● **Short problem 1**
Using the commit page on protocol flushing and rtable pruning, answer the following:
(a) Who is listed on the commit, and on what date?
(b) How many files were changed, and how many additions and deletions were made?
(c) To what value does the function proto_schedule_flush_loop set flush_loop_state?
● **Short problem 2**
Provide the next lines of code in the commit page on protocol flushing and rtable pruning, picking up right after its final line.

● **Passage to read**
Fixes bug in protocol flushing and rtable pruning.

When route was propagated to another rtable through a pipe and then the
pipe was reconfigured softly in such a way that any subsequent route
updates are filtered, then the source protocol shutdown didn't clean up
the route in the second rtable which caused stale routes and potential
crashes.
This commit is contained in:
Ondrej Zajicek 2013-07-24 14:11:12 +02:00
parent 48b15ef10f
commit 9135c1f0ca
3 changed files with 36 additions and 21 deletions

View file

@ -835,14 +835,18 @@ static void
proto_schedule_flush_loop(void)
{
struct proto *p;
struct announce_hook *h;
if (flush_loop_state)
return;
flush_loop_state = 1;
rt_schedule_prune_all();
WALK_LIST(p, flush_proto_list)
{
p->flushing = 1;
for (h=p->ahooks; h; h=h->next)

(Stored data)

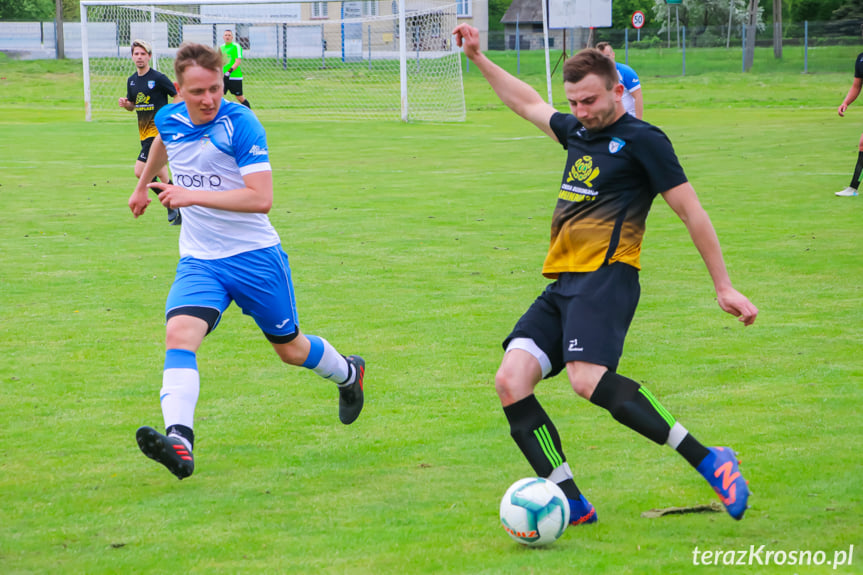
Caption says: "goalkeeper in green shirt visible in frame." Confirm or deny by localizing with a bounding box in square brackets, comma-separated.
[219, 30, 252, 110]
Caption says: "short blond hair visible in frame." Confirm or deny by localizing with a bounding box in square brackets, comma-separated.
[174, 42, 225, 84]
[132, 40, 153, 56]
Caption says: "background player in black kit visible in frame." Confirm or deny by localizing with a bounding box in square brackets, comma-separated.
[836, 53, 863, 197]
[117, 40, 181, 225]
[453, 24, 758, 525]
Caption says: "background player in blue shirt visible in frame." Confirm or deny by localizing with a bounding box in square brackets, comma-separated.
[117, 40, 181, 225]
[453, 24, 758, 525]
[836, 53, 863, 197]
[129, 44, 365, 479]
[596, 42, 644, 120]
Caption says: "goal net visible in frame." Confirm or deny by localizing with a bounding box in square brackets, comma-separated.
[81, 0, 465, 122]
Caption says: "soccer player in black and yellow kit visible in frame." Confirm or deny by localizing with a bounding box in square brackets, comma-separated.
[453, 24, 758, 525]
[117, 40, 181, 225]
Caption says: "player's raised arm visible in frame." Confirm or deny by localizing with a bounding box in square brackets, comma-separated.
[453, 24, 557, 141]
[662, 182, 758, 325]
[839, 78, 863, 117]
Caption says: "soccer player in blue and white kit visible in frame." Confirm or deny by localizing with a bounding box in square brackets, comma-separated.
[129, 44, 365, 479]
[596, 42, 644, 120]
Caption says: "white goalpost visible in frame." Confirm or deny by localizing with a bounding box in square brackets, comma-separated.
[80, 0, 465, 122]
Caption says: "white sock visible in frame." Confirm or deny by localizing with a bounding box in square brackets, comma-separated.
[159, 349, 201, 430]
[303, 335, 354, 385]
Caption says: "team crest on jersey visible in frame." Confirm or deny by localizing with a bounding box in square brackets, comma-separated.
[566, 156, 599, 188]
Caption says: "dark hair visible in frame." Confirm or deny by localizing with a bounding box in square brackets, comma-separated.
[132, 40, 153, 56]
[563, 48, 620, 90]
[174, 42, 224, 84]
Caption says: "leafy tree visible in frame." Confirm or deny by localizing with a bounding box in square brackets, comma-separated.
[833, 0, 863, 20]
[488, 0, 512, 30]
[653, 0, 764, 31]
[785, 0, 845, 22]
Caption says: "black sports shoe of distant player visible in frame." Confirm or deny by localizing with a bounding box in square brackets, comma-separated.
[339, 355, 366, 425]
[135, 426, 195, 479]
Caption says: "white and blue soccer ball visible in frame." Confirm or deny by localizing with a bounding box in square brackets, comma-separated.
[500, 477, 569, 547]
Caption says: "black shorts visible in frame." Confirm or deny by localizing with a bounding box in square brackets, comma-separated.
[503, 263, 641, 377]
[224, 77, 243, 96]
[138, 136, 156, 164]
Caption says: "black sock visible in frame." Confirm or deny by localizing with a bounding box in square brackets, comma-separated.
[851, 150, 863, 190]
[590, 371, 674, 445]
[503, 395, 581, 499]
[165, 424, 195, 448]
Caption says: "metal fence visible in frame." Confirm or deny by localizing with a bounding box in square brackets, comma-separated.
[488, 20, 863, 75]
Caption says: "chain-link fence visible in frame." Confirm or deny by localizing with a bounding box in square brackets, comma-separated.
[488, 20, 863, 76]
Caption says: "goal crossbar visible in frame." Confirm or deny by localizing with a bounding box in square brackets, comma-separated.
[80, 0, 465, 121]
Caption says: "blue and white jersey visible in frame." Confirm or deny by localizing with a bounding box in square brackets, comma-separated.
[156, 99, 280, 260]
[614, 62, 641, 116]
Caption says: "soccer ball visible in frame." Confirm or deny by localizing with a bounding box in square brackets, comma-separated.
[500, 477, 569, 547]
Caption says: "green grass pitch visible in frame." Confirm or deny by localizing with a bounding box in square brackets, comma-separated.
[0, 48, 863, 575]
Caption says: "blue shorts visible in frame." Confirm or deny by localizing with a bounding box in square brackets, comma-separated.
[503, 263, 641, 377]
[165, 245, 299, 343]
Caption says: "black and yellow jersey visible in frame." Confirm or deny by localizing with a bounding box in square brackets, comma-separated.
[542, 113, 687, 278]
[126, 68, 177, 141]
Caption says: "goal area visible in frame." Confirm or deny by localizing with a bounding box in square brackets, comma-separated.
[80, 0, 465, 122]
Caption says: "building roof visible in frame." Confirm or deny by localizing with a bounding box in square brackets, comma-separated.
[500, 0, 542, 24]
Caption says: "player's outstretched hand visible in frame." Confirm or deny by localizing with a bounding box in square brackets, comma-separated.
[716, 288, 758, 325]
[129, 187, 152, 218]
[147, 182, 191, 209]
[452, 24, 479, 59]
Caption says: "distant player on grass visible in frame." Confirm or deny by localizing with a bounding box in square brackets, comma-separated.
[129, 44, 365, 479]
[596, 42, 644, 120]
[117, 40, 181, 225]
[219, 30, 252, 109]
[453, 24, 758, 525]
[836, 49, 863, 197]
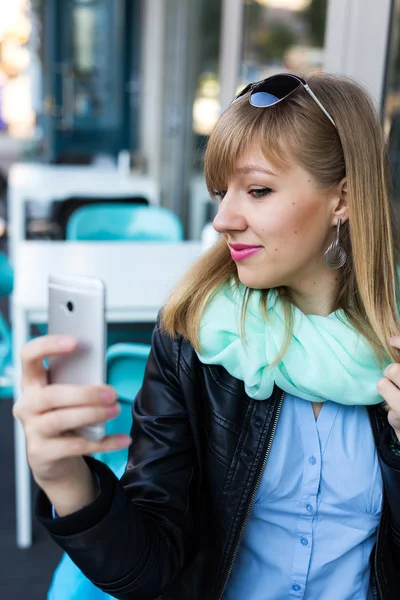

● **Task output 1**
(a) Ondrej Zajicek, 2013-07-24.
(b) 3 files, with 36 additions and 21 deletions.
(c) 1.

● **Task output 2**
h->table->prune_state = 1;
}
ev_schedule(proto_flush_event);
}

View file

@ -141,7 +141,7 @@ typedef struct rtable {
int gc_counter; /* Number of operations since last GC */
bird_clock_t gc_time; /* Time of last GC */
byte gc_scheduled; /* GC is scheduled */
byte prune_state; /* Table prune state, 1 -> prune is running */
byte prune_state; /* Table prune state, 1 -> scheduled, 2-> running */
byte hcu_scheduled; /* Hostcache update is scheduled */
byte nhu_state; /* Next Hop Update state */
struct fib_iterator prune_fit; /* Rtable prune FIB iterator */
@ -265,7 +265,6 @@ void rt_dump(rtable *);
void rt_dump_all(void);
int rt_feed_baby(struct proto *p);
void rt_feed_baby_abort(struct proto *p);
void rt_schedule_prune_all(void);
int rt_prune_loop(void);
struct rtable_config *rt_new_table(struct symbol *s);

View file

@ -1268,19 +1268,8 @@ rt_init(void)
}
/* Called from proto_schedule_flush_loop() only,
ensuring that all prune states are zero */
void
rt_schedule_prune_all(void)
{
rtable *t;
WALK_LIST(t, routing_tables)
t->prune_state = 1;
}
static inline int
rt_prune_step(rtable *tab, int *max_feed)
rt_prune_step(rtable *tab, int step, int *max_feed)
{
struct fib_iterator *fit = &tab->prune_fit;
@ -1306,8 +1295,8 @@ again:
rescan:
for (e=n->routes; e; e=e->next)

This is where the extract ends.